== TEKS BACAAN

Ciri-ciri situasi berbahasa ini tentu idealnya dapat diwujudkan melalui unsur-unsur kebahasaan. Salah satu contoh upaya penggambaran konteks berbahasa dalam kajian makna adalah lewat penggunaan kata ganti atau yang lazim dikenal dengan deiksis. Deiksis, antara lain menggambarkan unsur-unsur peristiwa berbahasa, seperti aspek waktu, ruang, dan objek berikut peristiwa yang dirujuk dalam penggunaan bahasa.
Tentu saja tidak semua unsur yang melekat pada situasi berbahasa dapat diwujudkan melalui unsur bahasa, kata atau kalimat. Untuk itu, peran nirlinguistik, aspek-aspek di luar bahasa perlu diperhitungkan dalam kajian makna bahasa.

====
== DAFTAR

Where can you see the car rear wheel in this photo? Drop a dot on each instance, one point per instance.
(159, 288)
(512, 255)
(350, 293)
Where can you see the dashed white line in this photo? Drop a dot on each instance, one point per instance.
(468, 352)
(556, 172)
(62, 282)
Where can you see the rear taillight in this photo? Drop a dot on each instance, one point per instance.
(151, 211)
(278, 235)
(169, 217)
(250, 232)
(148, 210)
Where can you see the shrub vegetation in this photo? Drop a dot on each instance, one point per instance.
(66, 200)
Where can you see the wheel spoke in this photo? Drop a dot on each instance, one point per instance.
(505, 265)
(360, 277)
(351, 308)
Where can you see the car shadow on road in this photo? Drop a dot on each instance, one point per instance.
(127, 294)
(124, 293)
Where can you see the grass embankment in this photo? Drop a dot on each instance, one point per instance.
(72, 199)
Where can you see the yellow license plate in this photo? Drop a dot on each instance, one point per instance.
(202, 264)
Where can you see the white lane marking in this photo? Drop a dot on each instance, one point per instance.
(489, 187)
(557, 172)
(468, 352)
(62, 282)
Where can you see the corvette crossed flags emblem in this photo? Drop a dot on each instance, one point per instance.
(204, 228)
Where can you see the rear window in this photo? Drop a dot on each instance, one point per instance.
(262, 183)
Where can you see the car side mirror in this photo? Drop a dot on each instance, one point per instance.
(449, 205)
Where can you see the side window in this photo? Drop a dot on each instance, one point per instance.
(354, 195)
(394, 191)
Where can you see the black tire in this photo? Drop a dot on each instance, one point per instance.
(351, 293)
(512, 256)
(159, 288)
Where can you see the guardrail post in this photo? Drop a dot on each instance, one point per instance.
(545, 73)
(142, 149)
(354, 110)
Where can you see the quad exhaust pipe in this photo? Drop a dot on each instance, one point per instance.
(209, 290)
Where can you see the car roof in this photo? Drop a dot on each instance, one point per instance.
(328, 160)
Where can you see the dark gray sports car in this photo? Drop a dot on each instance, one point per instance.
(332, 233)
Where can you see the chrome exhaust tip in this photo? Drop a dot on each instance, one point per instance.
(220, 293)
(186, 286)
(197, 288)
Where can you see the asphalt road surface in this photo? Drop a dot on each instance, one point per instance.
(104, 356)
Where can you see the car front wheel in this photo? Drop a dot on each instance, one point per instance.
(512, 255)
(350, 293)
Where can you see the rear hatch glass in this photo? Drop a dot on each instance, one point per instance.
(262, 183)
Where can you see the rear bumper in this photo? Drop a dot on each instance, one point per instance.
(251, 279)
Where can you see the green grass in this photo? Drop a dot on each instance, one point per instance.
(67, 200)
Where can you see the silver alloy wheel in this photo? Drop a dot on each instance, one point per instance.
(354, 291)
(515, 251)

====
== DAFTAR

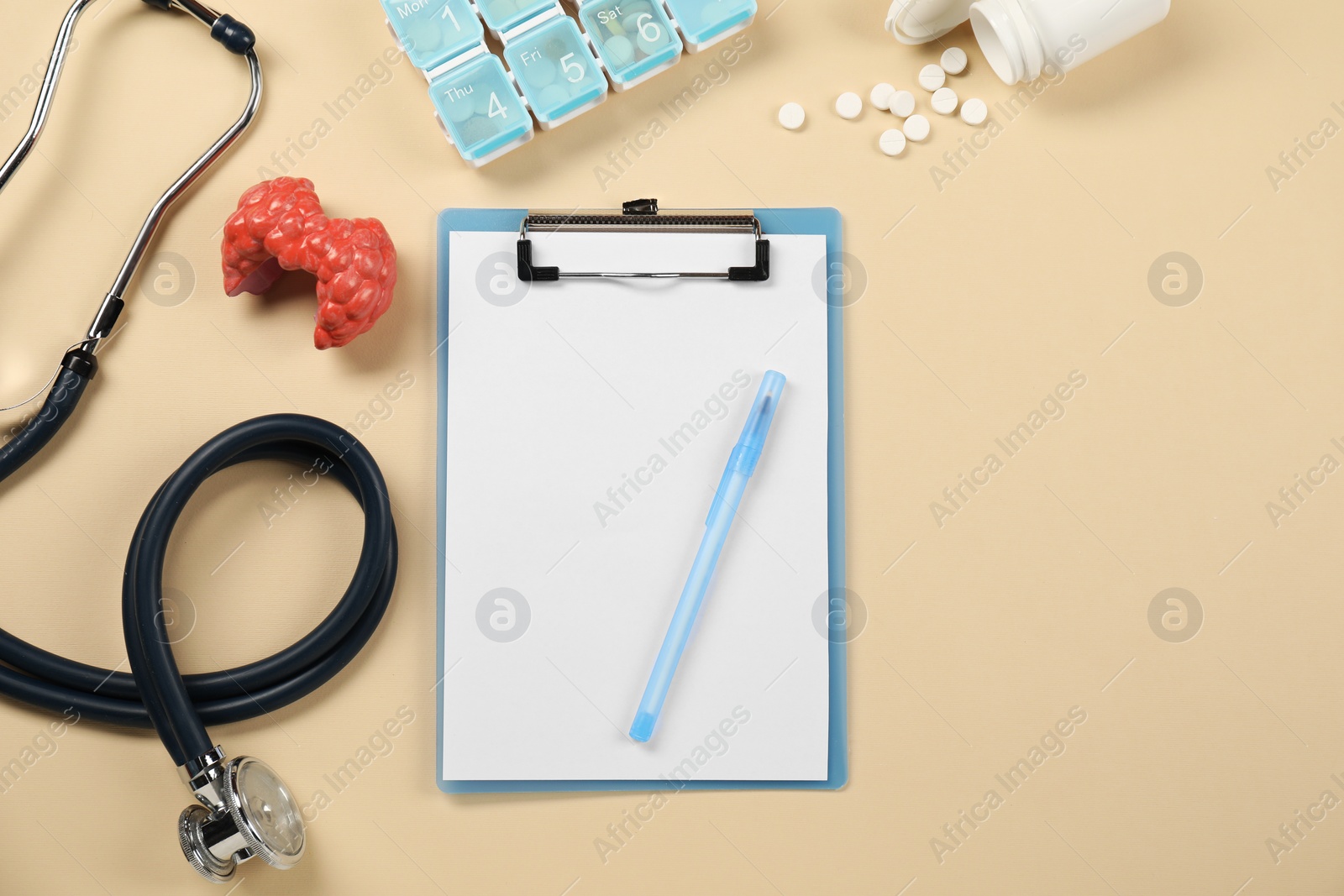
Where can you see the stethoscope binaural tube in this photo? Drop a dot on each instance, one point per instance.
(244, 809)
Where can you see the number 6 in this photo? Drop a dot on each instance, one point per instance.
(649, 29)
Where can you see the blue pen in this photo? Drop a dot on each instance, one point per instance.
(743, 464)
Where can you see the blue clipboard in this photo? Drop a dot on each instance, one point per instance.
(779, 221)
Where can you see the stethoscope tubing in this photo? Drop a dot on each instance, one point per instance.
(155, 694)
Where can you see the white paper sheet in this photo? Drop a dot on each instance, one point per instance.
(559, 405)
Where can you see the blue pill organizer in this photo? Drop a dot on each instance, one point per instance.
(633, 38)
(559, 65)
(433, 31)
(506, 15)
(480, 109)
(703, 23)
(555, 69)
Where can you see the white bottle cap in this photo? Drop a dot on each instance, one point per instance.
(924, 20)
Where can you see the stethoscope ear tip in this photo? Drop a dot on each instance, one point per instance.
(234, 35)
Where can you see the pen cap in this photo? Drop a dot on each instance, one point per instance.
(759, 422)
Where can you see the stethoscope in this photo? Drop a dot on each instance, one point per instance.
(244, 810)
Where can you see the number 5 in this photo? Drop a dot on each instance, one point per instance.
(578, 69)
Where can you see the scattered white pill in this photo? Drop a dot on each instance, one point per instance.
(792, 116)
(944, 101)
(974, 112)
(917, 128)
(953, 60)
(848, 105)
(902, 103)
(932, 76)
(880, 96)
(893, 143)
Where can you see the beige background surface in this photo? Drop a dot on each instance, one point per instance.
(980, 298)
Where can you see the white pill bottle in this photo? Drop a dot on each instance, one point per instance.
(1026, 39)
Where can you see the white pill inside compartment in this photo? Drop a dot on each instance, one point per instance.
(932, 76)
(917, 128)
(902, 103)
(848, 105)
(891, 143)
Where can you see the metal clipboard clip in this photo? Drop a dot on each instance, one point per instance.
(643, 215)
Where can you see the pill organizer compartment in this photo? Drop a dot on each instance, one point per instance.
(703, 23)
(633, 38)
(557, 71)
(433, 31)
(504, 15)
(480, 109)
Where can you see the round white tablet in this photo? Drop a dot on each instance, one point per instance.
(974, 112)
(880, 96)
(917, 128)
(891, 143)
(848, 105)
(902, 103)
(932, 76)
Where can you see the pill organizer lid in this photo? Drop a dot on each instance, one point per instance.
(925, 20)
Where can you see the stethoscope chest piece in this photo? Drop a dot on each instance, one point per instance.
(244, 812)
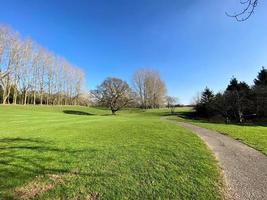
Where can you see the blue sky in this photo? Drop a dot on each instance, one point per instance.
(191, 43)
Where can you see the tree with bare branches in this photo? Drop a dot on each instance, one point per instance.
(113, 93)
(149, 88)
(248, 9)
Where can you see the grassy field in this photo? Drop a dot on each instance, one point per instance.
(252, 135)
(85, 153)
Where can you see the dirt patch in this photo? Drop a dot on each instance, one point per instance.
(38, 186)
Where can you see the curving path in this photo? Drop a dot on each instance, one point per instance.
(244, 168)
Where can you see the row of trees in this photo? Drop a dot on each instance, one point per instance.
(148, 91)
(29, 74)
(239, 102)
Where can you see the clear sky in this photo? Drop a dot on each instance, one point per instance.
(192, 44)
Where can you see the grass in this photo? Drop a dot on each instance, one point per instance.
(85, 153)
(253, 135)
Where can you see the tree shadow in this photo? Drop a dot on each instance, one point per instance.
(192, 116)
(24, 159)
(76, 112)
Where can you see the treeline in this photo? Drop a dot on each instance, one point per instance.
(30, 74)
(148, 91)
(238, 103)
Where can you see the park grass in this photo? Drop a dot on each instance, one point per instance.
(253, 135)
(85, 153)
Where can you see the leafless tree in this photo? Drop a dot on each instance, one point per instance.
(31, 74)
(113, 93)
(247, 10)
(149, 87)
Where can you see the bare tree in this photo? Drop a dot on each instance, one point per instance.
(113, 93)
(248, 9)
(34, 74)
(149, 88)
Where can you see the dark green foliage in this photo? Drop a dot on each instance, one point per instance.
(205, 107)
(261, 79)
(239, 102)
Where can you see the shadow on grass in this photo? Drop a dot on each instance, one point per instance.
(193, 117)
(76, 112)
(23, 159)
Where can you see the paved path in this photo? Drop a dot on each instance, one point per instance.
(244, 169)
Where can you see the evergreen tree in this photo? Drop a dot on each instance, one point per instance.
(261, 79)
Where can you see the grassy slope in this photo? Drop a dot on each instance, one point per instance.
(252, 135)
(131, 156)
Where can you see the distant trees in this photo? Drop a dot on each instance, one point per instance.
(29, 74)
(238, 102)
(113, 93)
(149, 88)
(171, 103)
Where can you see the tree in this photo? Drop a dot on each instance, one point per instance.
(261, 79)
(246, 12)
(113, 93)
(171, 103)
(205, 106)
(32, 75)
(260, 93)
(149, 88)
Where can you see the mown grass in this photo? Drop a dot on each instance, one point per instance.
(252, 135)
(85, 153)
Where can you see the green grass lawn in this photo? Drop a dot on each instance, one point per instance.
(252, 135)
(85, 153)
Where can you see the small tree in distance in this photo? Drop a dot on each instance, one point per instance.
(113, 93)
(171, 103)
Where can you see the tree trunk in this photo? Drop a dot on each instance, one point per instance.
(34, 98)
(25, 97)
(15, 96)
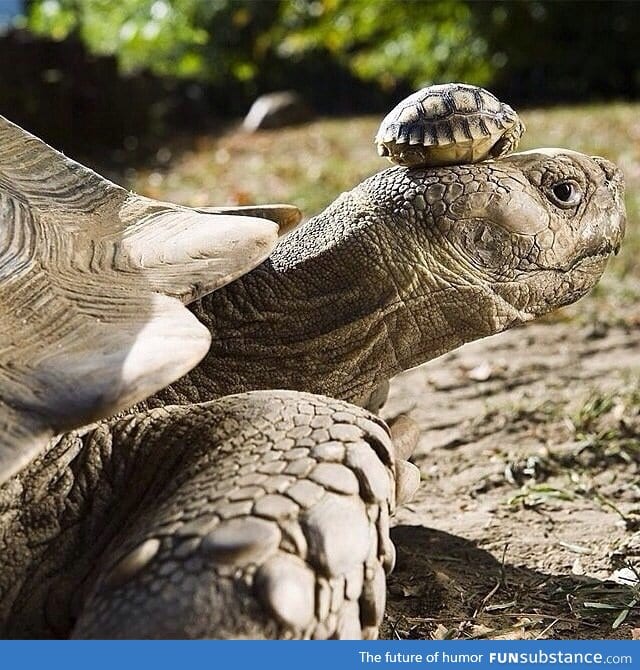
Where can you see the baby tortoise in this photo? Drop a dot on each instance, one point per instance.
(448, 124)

====
== DAFTAR

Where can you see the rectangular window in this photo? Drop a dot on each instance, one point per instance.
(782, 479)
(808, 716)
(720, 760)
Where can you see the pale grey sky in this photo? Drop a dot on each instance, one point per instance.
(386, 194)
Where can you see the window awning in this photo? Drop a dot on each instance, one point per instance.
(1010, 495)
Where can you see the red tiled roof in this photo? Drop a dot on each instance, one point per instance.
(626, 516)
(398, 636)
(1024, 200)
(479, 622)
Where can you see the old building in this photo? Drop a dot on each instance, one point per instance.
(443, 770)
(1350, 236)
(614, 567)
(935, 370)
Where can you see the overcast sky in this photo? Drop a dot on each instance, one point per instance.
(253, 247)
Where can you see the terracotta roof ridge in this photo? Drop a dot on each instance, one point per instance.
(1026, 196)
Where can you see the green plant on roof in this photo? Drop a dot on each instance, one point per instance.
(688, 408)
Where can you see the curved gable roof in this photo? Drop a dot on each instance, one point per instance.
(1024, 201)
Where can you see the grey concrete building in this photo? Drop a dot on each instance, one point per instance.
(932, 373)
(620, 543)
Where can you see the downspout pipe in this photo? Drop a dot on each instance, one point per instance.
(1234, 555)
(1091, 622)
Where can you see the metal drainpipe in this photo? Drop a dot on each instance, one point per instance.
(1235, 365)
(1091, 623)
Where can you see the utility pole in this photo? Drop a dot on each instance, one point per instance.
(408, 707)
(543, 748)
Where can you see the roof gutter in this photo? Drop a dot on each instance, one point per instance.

====

▶ _TUGAS YANG DIKERJAKAN_:
a – Menurut teks bacaan, aspek apa saja yang digambarkan oleh deiksis?
b – Berdasarkan teks bacaan, jelaskan mengapa peran nirlinguistik perlu diperhitungkan dalam kajian makna bahasa.
c – Tukar "kata ganti" dengan "pronomina", lalu tuliskan bagian teks bacaan dari "Ciri-ciri situasi berbahasa" sampai "dalam penggunaan bahasa.".

▶ _JAWABAN BERURUTAN_:
a – Aspek waktu, ruang, dan objek berikut peristiwa yang dirujuk dalam penggunaan bahasa.

b – Peran nirlinguistik perlu diperhitungkan karena tidak semua unsur yang melekat pada situasi berbahasa dapat diwujudkan melalui unsur bahasa, kata, atau kalimat.

c –
Ciri-ciri situasi berbahasa ini tentu idealnya dapat diwujudkan melalui unsur-unsur kebahasaan. Salah satu contoh upaya penggambaran konteks berbahasa dalam kajian makna adalah lewat penggunaan pronomina atau yang lazim dikenal dengan deiksis. Deiksis, antara lain menggambarkan unsur-unsur peristiwa berbahasa, seperti aspek waktu, ruang, dan objek berikut peristiwa yang dirujuk dalam penggunaan bahasa.